Problem details - Every record that follows should be printed verbatim.

Data rows -
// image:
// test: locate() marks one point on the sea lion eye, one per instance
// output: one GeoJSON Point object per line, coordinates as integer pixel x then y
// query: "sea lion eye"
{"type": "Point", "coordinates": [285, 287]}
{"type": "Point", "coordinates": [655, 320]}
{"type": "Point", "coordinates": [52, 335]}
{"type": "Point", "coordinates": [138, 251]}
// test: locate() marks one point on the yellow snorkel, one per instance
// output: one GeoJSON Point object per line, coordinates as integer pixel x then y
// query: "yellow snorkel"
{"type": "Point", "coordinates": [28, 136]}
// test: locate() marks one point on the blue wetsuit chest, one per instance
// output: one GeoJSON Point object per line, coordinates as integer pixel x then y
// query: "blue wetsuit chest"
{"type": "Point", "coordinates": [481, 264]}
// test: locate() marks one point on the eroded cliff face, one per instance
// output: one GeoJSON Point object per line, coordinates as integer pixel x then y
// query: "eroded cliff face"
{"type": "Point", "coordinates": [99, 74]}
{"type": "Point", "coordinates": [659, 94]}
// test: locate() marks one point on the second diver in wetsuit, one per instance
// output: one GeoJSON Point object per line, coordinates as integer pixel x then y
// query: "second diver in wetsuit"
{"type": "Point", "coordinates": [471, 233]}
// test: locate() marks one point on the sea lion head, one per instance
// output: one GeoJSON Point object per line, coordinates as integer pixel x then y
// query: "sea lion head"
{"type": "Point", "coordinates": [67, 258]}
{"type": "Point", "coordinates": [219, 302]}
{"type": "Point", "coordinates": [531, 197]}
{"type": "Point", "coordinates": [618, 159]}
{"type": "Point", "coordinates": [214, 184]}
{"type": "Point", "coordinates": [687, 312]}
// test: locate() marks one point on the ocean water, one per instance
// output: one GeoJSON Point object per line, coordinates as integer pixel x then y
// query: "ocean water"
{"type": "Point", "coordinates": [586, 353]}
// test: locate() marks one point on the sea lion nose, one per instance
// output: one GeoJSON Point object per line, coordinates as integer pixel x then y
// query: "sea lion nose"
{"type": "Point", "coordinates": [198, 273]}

The completed task -
// image:
// test: locate() marks one point on the sea lion eye, one per instance
// output: one GeoJSON Point object per line, coordinates as integer pixel x then y
// query: "sea lion eye"
{"type": "Point", "coordinates": [285, 287]}
{"type": "Point", "coordinates": [655, 320]}
{"type": "Point", "coordinates": [52, 335]}
{"type": "Point", "coordinates": [138, 251]}
// test: locate() marks one point on the yellow snorkel, one per instance
// output: one GeoJSON Point object per line, coordinates as integer pixel x then y
// query: "yellow snorkel"
{"type": "Point", "coordinates": [28, 136]}
// test: locate() marks one point on the blue wetsuit chest, one per instance
// output: one GeoJSON Point object per line, coordinates as integer pixel x then y
// query: "blue wetsuit chest"
{"type": "Point", "coordinates": [481, 264]}
// test: locate() marks one point on the eroded cliff face, one per instance
// output: one GeoJSON Point object per line, coordinates as integer pixel x then y
// query: "eroded cliff face"
{"type": "Point", "coordinates": [99, 74]}
{"type": "Point", "coordinates": [659, 94]}
// test: locate() marks one point on the second diver in wetsuit, one per instance
// output: one GeoJSON Point object per line, coordinates as integer pixel x then y
// query: "second diver in wetsuit"
{"type": "Point", "coordinates": [471, 233]}
// test: locate() marks one point on the sea lion head, one per instance
// output: one GeoJSON Point object per line, coordinates as integer pixel x then y
// query: "sea lion head"
{"type": "Point", "coordinates": [67, 258]}
{"type": "Point", "coordinates": [219, 302]}
{"type": "Point", "coordinates": [531, 197]}
{"type": "Point", "coordinates": [618, 159]}
{"type": "Point", "coordinates": [214, 184]}
{"type": "Point", "coordinates": [687, 312]}
// test: locate() marks one point on the ocean water, one per instance
// output: one GeoJSON Point object per line, coordinates as integer pixel x then y
// query: "ocean water"
{"type": "Point", "coordinates": [586, 353]}
// test: locate() marks one point on the sea lion nose, one per instance
// output: one GeoJSON Point object per line, coordinates as integer pixel x then y
// query: "sea lion nose"
{"type": "Point", "coordinates": [198, 273]}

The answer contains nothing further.